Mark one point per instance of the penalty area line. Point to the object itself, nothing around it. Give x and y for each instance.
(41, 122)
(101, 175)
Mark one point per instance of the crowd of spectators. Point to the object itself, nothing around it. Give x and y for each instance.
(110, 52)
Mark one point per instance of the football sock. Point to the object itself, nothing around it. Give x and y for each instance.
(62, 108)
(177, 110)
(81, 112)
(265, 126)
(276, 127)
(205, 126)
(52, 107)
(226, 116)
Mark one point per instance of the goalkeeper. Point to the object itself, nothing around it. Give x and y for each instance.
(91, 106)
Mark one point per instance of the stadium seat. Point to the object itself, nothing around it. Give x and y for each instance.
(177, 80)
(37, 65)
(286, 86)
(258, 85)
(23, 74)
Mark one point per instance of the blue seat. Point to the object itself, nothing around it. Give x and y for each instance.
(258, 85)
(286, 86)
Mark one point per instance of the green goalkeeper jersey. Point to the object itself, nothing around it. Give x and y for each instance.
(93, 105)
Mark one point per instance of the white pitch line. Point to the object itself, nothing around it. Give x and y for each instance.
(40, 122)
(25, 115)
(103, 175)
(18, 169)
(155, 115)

++++++

**Sus instrucciones**: Convierta en una tabla Markdown el tramo que va desde la línea que contiene "Mark one point per instance of the white" hasta el final de los datos, ambos extremos incluidos, con las columnas «Núm» y «Línea». Cada fila debe llevar su número y el texto de la línea, y deben omitirse las líneas en blanco.

**Resultado de la tarea**:
| Núm | Línea |
|---|---|
| 1 | Mark one point per instance of the white pitch line. Point to the object itself, nothing around it. Give x and y for each instance. |
| 2 | (40, 122) |
| 3 | (25, 115) |
| 4 | (103, 175) |
| 5 | (18, 169) |
| 6 | (155, 115) |